Il y a Michèle
Alliot Marie, la ministre des Affaires étrangères française surprise en plein
flirt avec le régime de Ben Ali au début de l'Intifadha tunisienne, et qui
propose «l'aide technique» du Gouvernement français pour réprimer celle ci.
Et puis, il y a
François Fillon, le premier ministre français, dont on apprend qu'il passait
aussi des vacances en Egypte aux frais du Gouvernement Moubarak. Il semble que
c'était le cas aussi du président François Mitterrand.
Il y a les
relations connues de la famille Bush avec la famille royale d'Arabie Saoudite,
des Américains avec les Emirs , et bien d'autres relations qui très
probablement finiront par se savoir, à la faveur de la révolution arabe
actuelle, et du besoin de morale et de transparence démocratiques qu'elle crée
bien au delà de nos frontières arabes. On découvre ainsi une relation intime,
au sens où elle est à la fois intense et cachée, qu'entretiennent nombre de
représentants des principales puissances occidentales avec les dictatures, les
régimes autoritaires et autocrates du monde arabe, et d'ailleurs.
Il ne s'agit pas
seulement d'actes individuels, de faits anecdotiques, relevant au plus d'un jugement
moral, comme veulent le faire croire les medias occidentaux. Cette intimité
avec les dictatures révèle le côté obscur des principaux Etats occidentaux et
l'intérêt qu'ils ont trouvé à priver les peuples arabes de l'exercice de leur
souveraineté.
L'utilisation ou
l'exploitation de la peur de l'islamisme, depuis 20 ans, de l'Algérie à
l'Egypte n'avait donc d'autre but que celui là, empêcher l'exercice de la
souveraineté populaire puisqu'en excluant de la pratique démocratique une
partie de la société, on en excluait l'ensemble, ou, au mieux, on réduisait
l'exercice de la démocratie à un privilège d'une minorité souvent d'ailleurs
occidentalisée et donc sensible à l'argument de «l'épouvantail islamiste». Le
résultat a été quelque chose qui ressemble fort à une démocratie censitaire,
une démocratie pour une minorité, laquelle a fourni la base sociale de la
dictature. Vus sous cet angle, la très faible participation aux élections, leur
trucage, la fixation de quotas d'élus des différentes sensibilités politiques
autorisées, le contrôle et la limitation des medias ne seraient qu'un des
aspects de cette démocratie censitaire, réservée à une minorité. Cette minorité
peut bénéficier même d'une certaine liberté d'expression et donc de moyens
d'expression, qu'elle doit à certaines convergences avec le régime, tout en se
heurtant sans cesse aux limites à la démocratie imposée à toute la société.

- - -

DÉFI:
Poursuivez le texte sur les liens des puissances occidentales avec les dictatures arabes, en reprenant après sa dernière phrase. Les entrées ne sont d'aucune utilité pour ce travail.

- - -

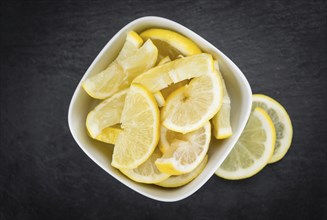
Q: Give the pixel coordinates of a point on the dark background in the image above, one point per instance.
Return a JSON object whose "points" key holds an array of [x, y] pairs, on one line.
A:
{"points": [[46, 47]]}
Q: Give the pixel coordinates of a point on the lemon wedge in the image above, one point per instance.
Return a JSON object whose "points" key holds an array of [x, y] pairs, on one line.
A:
{"points": [[140, 123], [180, 180], [162, 76], [160, 99], [147, 172], [173, 87], [191, 106], [221, 121], [282, 123], [120, 73], [253, 150], [185, 152], [105, 114], [170, 43], [109, 135], [164, 60]]}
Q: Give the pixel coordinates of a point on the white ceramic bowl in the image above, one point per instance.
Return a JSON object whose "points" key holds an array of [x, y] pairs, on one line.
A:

- - -

RÉPONSE ATTENDUE:
C'est ce qui explique les contradictions de cette minorité, à la fois ses
hésitations par rapport à la révolution démocratique arabe et son attraction
pour elle. C'est d'ailleurs sur cette minorité, souvent proche de lui, que
l'Occident voudrait s'appuyer pour encadrer et contrôler la transition
démocratique. Il l'encourage même à prendre des initiatives dans ce sens en les
médiatisant largement. Ceci n'est pas sans rendre parfois passablement
compliquée la situation actuelle entre mouvements populaires authentiques et
manipulations.
Si les principaux
Etats occidentaux ont préféré soutenir les régimes antidémocratiques arabes
peuvent ils dés lors être considérés eux mêmes comme démocratiques. Cette
question se pose désormais et se posera de plus en plus. Le socialisme d'Etat
du 20ème siècle avait essayé de faire la critique de ce qu'il avait appelé «la
démocratie bourgeoise», mais il a finalement été peu crédible vu ses propres
inconséquences sur la question de la démocratie. Dans les pays socialistes et
crypto-socialistes, il a opposé le contenu économique et social de la
démocratie à son contenu politique, vidant peu à peu l'un et l'autre de
contenu.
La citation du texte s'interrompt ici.